PASSAGE FOR REVIEW ::
==============================
Omega oxidation (ω-oxidation) is a process of fatty acid metabolism in some species of animals. It is an alternative pathway to beta oxidation that, instead of involving the β carbon, involves the oxidation of the ω carbon (the carbon most distant from the carboxyl group of the fatty acid). The process is normally a minor catabolic pathway for medium-chain fatty acids (10-12 carbon atoms), but becomes more important when β oxidation is defective.

In vertebrates, the enzymes for ω oxidation are located in the smooth ER of liver and kidney cells, instead of in the mitochondria as with β oxidation. The steps of the process are as follows:

After these three steps, either end of the fatty acid can be attached to coenzyme A. The molecule can then enter the mitochondrion and undergo β oxidation. The final products after successive oxidations include succinic acid, which can enter the citric acid cycle, and adipic acid.
==============================
REQUIRED WORK ::
Answer these questions about the passage on omega oxidation:
(a) Which carbon of the fatty acid does ω-oxidation involve, instead of the β carbon?
(b) Where in vertebrates are the enzymes for ω oxidation located?
(c) Which two final products of successive oxidations does the passage name?

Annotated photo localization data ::
==============================
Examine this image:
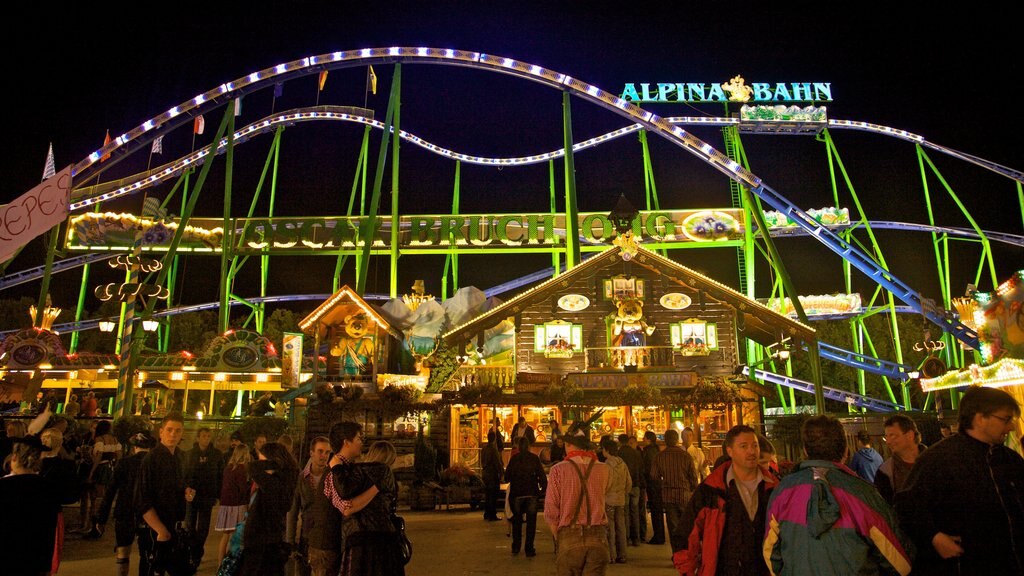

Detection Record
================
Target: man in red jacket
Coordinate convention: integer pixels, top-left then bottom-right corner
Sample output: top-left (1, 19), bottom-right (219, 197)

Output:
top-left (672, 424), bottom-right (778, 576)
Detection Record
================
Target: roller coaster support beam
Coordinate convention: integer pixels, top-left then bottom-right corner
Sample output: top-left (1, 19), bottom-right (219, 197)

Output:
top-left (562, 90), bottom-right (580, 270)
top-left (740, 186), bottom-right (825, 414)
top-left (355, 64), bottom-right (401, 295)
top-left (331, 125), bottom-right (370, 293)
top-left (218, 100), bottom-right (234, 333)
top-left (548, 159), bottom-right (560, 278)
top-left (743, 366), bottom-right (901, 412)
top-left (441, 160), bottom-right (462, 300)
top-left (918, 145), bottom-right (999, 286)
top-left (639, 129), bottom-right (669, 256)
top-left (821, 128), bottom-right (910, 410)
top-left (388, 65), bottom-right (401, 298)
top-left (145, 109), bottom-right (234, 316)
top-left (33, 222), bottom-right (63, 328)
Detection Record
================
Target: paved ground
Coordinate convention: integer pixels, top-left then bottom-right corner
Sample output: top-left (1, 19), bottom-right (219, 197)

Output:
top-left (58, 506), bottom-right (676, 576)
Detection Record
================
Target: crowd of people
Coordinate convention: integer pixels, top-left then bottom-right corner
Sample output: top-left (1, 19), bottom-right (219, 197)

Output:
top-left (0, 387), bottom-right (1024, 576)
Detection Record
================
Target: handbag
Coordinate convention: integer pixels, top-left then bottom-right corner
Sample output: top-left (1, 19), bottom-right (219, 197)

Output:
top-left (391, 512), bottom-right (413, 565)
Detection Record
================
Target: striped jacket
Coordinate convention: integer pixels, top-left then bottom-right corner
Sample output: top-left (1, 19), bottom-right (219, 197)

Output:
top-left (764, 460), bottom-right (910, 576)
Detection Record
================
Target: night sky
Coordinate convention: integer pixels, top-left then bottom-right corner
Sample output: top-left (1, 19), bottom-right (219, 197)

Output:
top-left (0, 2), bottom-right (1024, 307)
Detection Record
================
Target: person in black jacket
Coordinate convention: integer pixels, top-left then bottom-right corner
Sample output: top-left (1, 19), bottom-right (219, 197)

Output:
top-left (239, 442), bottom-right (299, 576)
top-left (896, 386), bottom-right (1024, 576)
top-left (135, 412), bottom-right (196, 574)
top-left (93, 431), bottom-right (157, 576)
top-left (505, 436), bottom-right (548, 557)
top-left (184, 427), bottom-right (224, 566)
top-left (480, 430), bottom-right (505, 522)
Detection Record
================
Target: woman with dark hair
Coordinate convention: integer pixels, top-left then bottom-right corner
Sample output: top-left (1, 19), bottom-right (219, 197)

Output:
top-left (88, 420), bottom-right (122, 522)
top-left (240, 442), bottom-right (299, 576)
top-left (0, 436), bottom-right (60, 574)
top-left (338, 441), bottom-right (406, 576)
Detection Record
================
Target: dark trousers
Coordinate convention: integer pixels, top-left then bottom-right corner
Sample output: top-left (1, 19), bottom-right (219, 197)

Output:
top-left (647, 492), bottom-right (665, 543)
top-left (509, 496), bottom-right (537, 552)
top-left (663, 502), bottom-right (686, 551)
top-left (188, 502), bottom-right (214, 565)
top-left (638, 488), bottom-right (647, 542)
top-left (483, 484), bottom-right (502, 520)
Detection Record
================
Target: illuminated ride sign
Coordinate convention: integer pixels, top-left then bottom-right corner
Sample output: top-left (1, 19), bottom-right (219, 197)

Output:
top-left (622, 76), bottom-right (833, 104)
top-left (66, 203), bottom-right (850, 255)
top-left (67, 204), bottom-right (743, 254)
==============================
EXERCISE ANSWER ::
(a) The ω carbon, the carbon most distant from the carboxyl group of the fatty acid.
(b) In the smooth ER of liver and kidney cells.
(c) Succinic acid and adipic acid.